Given the listing that follows, report all lines in which the string "silhouetted" occurs.

Source data =>

════════════════════

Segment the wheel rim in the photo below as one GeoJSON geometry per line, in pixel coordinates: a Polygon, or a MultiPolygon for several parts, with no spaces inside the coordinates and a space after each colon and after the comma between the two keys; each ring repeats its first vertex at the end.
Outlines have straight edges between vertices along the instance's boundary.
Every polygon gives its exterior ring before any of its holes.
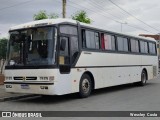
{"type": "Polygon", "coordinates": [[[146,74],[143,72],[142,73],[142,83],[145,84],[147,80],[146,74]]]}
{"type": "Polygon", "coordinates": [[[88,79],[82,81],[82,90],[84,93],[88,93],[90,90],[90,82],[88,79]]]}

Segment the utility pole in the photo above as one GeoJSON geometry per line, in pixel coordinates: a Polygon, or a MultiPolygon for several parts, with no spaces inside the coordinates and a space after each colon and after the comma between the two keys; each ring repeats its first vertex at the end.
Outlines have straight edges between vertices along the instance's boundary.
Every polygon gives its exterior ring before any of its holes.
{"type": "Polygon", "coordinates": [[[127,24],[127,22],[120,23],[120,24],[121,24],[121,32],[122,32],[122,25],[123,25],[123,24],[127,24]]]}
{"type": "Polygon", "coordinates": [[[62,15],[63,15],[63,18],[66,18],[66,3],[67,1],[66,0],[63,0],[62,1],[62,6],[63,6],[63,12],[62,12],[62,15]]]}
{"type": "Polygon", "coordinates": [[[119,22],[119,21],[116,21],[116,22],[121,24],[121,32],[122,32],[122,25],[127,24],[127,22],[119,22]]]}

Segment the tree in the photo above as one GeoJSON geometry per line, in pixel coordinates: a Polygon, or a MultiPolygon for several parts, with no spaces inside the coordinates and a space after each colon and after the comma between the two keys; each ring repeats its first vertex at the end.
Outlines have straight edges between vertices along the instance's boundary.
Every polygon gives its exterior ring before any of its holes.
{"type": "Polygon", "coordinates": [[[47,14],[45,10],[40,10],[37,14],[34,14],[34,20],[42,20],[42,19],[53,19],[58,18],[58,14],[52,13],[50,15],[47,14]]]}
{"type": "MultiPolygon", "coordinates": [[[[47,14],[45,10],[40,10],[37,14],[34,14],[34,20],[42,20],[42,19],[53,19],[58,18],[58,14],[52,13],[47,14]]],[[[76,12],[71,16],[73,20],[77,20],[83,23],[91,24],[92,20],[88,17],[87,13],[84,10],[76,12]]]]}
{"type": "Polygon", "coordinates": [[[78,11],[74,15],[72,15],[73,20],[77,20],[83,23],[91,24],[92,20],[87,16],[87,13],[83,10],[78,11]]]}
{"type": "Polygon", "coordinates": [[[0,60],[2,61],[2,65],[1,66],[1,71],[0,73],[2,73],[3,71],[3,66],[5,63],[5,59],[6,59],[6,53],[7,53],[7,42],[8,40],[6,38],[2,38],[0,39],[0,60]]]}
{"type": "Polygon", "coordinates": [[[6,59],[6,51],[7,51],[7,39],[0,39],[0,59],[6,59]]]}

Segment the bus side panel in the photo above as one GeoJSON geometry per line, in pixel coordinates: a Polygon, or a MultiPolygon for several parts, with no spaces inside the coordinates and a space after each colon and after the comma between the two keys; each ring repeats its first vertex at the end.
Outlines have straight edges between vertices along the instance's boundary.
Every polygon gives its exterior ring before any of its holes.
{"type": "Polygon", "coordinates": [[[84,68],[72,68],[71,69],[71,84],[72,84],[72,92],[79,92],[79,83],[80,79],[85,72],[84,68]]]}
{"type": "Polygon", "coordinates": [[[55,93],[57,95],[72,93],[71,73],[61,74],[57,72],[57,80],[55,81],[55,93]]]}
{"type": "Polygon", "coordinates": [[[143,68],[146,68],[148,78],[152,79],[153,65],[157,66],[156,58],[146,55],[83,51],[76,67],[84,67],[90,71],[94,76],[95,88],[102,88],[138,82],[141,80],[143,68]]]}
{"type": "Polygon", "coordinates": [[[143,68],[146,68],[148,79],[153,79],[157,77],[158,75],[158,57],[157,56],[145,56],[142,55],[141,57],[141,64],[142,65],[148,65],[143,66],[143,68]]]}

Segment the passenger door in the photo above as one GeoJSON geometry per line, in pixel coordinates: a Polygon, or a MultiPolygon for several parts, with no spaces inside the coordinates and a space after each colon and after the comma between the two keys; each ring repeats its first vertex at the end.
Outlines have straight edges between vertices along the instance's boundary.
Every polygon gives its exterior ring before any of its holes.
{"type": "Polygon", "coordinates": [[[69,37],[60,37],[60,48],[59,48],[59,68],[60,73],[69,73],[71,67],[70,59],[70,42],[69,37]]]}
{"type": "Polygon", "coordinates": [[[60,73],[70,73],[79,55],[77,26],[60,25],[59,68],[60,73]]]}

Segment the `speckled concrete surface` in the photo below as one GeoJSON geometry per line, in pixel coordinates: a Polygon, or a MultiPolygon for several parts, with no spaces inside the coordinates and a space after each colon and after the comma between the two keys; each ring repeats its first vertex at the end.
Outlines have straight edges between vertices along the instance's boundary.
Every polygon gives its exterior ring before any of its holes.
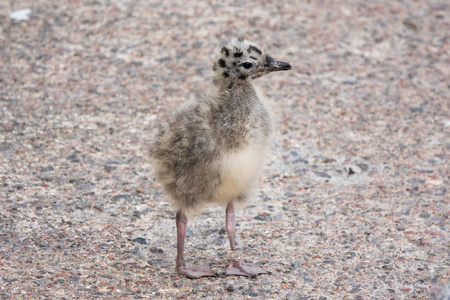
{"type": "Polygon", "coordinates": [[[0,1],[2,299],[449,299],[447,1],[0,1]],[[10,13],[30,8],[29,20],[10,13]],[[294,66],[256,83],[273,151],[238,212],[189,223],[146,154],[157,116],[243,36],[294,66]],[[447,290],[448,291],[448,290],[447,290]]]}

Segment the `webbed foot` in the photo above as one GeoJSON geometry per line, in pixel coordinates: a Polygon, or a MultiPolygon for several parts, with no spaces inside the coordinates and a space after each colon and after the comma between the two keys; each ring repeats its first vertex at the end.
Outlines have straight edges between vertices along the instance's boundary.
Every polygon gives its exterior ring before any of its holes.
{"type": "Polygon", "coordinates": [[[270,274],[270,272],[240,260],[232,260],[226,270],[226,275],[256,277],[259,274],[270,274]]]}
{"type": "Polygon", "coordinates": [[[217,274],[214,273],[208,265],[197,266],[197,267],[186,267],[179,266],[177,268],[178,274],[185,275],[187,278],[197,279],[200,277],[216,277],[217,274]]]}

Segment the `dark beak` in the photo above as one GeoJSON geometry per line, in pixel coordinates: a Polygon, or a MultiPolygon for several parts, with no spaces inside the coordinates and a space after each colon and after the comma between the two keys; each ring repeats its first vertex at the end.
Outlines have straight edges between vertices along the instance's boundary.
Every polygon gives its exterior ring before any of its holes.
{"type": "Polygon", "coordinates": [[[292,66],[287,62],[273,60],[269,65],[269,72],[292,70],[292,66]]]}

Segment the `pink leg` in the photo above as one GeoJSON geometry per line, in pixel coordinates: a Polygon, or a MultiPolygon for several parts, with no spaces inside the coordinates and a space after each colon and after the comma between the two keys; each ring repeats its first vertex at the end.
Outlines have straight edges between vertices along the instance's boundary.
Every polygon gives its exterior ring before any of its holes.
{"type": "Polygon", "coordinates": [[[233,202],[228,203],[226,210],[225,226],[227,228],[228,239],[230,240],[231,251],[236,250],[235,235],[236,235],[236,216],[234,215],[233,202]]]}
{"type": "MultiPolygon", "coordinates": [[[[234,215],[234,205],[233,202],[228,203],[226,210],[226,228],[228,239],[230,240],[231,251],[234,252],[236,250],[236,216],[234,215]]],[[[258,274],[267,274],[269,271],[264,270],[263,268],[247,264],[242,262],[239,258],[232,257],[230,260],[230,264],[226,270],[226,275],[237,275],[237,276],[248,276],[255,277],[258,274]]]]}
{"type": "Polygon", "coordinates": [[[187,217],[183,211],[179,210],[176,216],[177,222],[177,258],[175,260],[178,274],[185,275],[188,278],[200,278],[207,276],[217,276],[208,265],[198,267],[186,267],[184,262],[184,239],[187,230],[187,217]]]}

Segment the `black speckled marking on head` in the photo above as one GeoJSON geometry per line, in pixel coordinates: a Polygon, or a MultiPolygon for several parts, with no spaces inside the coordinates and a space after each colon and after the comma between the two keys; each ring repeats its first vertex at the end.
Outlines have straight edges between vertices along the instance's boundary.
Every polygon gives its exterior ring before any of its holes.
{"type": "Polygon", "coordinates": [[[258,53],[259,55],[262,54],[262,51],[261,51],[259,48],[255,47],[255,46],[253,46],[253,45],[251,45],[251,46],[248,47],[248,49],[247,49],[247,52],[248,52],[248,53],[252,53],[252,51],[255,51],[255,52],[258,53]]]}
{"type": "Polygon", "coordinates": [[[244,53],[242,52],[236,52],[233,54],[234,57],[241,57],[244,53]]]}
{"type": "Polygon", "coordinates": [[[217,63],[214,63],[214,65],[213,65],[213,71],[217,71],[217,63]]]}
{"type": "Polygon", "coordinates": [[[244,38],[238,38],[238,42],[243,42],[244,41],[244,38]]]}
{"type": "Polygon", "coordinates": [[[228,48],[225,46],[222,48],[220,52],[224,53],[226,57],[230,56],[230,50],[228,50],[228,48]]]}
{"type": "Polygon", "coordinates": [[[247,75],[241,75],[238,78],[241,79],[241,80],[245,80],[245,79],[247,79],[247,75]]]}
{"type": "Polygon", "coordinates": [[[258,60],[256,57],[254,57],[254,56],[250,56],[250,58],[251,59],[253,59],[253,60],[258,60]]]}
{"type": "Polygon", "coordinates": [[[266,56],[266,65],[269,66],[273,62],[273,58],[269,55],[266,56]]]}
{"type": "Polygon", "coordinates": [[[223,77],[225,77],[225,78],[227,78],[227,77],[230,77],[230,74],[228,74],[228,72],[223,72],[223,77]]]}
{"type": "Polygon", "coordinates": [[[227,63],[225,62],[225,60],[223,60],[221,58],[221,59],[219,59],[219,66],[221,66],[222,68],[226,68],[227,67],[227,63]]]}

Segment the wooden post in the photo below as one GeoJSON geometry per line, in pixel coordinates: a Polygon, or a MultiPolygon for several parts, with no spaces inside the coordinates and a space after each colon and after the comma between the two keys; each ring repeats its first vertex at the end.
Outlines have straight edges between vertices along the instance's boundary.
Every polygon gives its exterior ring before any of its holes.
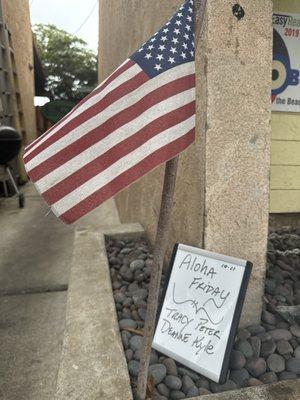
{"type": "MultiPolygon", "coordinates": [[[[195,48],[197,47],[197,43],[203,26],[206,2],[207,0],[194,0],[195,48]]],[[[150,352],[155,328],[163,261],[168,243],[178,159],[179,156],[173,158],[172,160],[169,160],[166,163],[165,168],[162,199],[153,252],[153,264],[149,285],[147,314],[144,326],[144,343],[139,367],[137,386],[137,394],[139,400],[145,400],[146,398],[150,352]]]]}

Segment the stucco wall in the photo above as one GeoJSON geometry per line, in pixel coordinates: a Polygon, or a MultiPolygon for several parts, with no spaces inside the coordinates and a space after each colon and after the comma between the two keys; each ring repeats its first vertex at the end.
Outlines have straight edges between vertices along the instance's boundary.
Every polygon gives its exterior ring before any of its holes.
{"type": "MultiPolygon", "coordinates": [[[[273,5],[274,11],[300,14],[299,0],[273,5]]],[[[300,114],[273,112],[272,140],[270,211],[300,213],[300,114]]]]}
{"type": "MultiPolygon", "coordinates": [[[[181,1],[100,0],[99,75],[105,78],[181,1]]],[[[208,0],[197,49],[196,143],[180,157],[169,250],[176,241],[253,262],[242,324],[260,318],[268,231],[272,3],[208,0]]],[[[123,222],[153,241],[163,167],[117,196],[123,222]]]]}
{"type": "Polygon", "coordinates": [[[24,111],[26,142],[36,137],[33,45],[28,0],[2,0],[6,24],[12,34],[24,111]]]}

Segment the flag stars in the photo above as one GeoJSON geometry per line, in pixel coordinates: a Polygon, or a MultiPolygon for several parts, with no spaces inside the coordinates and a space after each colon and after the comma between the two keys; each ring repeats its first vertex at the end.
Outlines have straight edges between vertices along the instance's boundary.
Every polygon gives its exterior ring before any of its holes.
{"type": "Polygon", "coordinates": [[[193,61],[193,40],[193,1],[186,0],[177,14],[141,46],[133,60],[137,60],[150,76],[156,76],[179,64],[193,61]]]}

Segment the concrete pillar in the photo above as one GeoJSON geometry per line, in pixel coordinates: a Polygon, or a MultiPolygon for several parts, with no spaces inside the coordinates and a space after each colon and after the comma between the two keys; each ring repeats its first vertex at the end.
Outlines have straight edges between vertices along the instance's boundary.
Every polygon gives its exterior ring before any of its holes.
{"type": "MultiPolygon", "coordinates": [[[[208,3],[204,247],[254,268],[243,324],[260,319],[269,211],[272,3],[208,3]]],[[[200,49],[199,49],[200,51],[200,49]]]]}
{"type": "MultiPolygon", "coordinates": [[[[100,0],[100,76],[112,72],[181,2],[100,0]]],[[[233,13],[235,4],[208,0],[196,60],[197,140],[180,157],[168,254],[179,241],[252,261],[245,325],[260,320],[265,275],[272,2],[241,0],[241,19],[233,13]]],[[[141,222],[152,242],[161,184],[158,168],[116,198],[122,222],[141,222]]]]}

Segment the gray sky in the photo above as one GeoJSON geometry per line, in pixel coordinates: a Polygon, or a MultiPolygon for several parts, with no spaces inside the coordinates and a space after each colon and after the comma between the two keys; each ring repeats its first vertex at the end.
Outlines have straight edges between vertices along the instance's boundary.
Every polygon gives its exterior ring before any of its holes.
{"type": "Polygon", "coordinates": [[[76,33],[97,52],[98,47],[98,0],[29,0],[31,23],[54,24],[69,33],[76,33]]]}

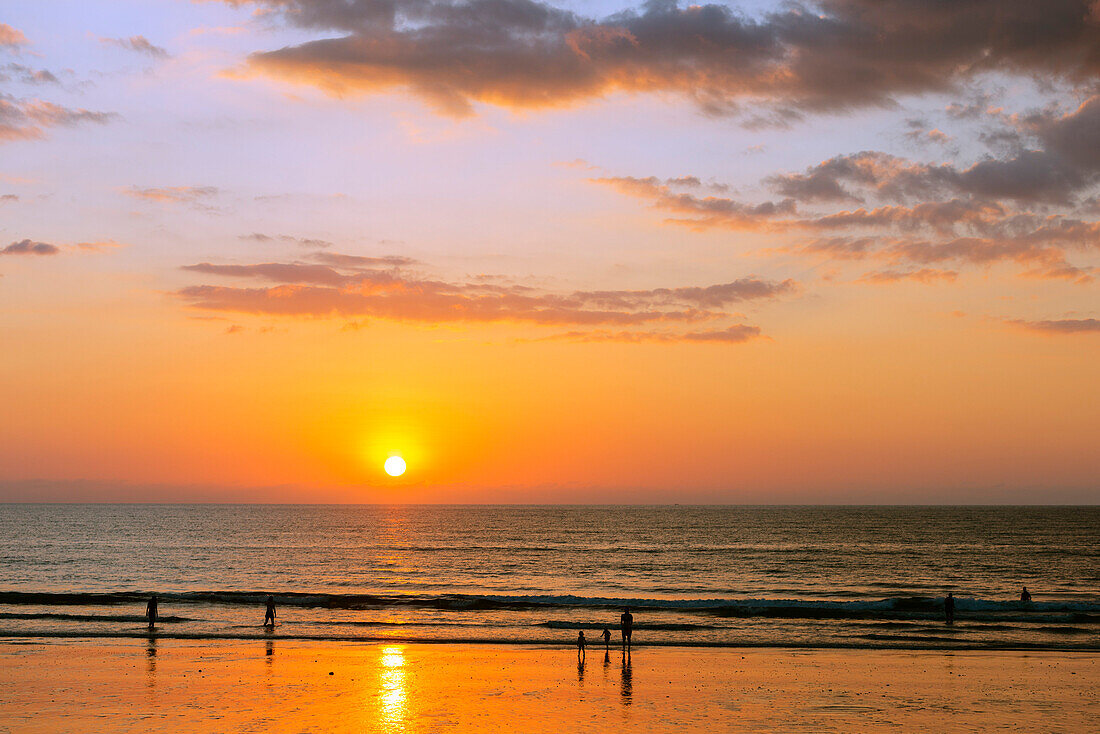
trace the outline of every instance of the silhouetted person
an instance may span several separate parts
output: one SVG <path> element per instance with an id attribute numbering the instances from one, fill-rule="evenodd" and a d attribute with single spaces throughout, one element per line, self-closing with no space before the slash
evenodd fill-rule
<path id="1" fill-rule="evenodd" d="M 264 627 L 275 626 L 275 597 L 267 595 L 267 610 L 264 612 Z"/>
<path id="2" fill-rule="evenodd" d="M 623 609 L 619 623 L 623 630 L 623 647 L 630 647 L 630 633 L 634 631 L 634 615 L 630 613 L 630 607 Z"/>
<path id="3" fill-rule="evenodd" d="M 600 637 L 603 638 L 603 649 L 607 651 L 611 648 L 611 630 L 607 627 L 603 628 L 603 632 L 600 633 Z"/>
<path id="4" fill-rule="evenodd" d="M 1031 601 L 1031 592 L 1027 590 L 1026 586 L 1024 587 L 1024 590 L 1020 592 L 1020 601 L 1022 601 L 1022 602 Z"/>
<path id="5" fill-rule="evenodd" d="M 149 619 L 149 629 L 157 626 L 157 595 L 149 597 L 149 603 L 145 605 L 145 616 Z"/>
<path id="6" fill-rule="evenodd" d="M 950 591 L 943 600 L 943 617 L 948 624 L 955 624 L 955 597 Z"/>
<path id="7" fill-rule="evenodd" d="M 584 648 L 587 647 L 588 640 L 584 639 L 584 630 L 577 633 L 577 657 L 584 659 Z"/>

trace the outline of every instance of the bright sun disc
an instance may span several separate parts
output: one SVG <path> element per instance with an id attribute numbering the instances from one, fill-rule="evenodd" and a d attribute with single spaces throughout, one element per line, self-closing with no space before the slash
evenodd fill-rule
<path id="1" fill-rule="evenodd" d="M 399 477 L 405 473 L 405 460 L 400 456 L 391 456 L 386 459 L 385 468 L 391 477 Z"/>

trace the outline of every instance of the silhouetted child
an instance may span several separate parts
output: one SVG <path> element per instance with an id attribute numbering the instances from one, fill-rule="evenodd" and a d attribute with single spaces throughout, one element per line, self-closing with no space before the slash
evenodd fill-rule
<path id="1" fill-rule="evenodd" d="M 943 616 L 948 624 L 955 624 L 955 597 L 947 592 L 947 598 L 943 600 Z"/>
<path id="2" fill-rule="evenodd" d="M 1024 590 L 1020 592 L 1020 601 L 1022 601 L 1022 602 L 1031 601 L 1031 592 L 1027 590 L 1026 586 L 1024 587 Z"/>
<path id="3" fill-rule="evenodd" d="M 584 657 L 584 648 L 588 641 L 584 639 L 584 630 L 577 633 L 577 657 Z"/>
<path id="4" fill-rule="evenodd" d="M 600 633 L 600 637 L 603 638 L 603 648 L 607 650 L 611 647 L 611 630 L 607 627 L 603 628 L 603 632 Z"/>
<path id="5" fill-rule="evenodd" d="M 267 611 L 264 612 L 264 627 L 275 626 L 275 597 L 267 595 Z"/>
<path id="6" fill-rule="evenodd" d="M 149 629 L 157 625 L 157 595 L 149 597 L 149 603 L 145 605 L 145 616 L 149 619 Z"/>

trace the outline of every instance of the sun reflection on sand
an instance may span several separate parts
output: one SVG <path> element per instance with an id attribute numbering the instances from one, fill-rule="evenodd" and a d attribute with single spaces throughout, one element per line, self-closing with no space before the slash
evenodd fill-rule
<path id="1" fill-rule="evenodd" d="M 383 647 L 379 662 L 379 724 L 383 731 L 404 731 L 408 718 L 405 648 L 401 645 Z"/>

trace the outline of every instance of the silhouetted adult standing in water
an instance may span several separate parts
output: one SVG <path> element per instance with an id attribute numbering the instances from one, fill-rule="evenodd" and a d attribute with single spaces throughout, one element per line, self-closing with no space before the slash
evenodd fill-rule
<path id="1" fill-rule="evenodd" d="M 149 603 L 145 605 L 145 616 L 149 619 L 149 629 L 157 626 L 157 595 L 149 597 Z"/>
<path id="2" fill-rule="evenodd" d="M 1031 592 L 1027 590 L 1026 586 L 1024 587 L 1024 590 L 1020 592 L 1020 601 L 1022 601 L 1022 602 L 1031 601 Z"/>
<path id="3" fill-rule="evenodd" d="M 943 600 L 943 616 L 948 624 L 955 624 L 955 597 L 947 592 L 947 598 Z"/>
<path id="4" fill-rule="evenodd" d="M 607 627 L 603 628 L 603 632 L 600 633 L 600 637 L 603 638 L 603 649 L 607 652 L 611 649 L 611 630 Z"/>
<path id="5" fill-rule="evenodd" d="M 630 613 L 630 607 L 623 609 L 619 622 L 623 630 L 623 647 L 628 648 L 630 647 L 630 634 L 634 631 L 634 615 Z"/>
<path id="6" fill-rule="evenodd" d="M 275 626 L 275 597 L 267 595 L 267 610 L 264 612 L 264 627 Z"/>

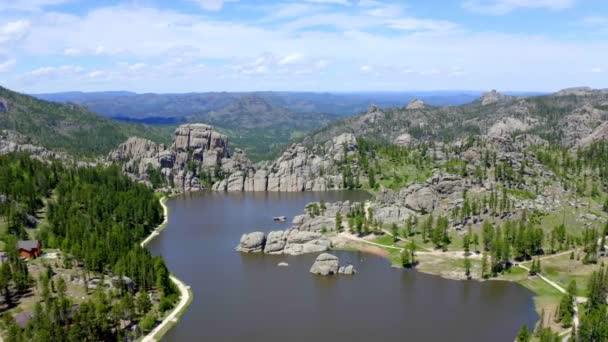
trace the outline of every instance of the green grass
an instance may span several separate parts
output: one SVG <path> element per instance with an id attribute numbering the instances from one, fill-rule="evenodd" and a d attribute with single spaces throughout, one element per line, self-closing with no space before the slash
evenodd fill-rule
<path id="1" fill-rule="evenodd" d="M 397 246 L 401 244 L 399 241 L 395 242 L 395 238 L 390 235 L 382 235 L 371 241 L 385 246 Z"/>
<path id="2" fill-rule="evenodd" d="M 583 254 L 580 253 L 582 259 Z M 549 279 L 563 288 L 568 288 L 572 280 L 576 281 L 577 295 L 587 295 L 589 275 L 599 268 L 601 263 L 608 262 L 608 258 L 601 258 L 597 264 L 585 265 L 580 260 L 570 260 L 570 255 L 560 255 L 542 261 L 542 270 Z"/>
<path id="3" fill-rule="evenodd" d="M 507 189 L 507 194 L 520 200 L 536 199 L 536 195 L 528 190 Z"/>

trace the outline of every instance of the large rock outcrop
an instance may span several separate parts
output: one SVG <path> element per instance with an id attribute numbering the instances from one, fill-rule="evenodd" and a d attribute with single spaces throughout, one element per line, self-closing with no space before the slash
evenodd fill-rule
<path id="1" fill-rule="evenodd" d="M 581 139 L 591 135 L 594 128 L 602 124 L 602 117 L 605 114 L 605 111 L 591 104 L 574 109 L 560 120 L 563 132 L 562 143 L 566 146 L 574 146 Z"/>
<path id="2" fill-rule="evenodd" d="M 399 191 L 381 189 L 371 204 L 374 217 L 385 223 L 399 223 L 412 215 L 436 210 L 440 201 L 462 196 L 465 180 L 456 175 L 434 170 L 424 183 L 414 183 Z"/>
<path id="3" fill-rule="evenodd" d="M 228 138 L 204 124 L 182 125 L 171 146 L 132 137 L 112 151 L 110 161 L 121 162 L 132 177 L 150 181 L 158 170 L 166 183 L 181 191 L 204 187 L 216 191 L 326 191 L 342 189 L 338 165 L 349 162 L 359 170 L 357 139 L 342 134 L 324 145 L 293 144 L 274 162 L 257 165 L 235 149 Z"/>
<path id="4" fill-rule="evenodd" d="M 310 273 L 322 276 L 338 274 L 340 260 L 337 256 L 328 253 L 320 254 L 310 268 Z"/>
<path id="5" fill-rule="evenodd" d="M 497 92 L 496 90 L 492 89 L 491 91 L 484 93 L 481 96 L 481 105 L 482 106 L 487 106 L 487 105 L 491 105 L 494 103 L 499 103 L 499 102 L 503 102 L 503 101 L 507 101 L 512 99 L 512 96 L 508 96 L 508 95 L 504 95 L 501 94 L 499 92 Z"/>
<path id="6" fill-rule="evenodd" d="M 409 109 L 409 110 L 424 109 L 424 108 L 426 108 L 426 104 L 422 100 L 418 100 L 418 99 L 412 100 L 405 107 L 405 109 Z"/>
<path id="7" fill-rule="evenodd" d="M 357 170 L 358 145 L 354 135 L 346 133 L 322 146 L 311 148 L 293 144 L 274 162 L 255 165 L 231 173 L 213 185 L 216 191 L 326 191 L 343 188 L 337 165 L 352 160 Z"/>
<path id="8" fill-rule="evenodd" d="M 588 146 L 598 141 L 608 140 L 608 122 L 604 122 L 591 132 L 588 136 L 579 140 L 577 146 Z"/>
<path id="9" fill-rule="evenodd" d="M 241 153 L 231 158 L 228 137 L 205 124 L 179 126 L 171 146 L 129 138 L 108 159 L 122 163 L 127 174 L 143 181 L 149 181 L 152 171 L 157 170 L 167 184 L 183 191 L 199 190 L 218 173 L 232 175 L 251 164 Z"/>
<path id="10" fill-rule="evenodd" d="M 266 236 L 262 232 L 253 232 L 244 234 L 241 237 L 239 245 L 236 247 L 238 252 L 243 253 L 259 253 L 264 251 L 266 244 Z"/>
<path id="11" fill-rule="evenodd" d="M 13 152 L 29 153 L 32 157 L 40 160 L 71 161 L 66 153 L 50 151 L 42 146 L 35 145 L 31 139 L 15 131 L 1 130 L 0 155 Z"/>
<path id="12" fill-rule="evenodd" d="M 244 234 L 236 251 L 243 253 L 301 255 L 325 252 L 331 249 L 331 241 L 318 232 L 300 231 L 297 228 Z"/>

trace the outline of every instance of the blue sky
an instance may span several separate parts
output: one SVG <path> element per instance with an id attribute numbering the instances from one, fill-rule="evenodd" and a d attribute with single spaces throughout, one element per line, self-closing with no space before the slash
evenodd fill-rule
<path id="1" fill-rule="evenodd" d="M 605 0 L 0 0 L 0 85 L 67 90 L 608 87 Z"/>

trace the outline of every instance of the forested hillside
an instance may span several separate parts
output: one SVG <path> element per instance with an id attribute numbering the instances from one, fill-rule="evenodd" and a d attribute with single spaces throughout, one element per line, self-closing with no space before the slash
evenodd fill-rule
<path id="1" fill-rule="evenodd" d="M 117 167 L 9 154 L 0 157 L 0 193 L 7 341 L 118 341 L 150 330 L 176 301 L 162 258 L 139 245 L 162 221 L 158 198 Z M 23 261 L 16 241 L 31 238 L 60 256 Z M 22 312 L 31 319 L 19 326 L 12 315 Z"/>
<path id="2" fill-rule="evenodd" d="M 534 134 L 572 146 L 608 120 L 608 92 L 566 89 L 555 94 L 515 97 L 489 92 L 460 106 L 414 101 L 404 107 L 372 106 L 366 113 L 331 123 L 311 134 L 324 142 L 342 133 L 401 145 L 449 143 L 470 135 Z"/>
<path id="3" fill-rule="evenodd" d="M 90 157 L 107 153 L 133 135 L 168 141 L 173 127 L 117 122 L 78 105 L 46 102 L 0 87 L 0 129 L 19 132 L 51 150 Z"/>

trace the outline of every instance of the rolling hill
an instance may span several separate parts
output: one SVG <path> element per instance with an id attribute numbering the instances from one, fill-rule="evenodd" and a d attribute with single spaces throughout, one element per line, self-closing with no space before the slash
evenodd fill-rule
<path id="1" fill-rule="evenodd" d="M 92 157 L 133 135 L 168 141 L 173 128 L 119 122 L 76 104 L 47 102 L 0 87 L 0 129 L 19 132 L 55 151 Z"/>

════════════════════

Response area =>
trace the outline of every instance of the silhouetted person
trace the outline of every instance of the silhouetted child
trace the outline of every instance of the silhouetted adult standing in water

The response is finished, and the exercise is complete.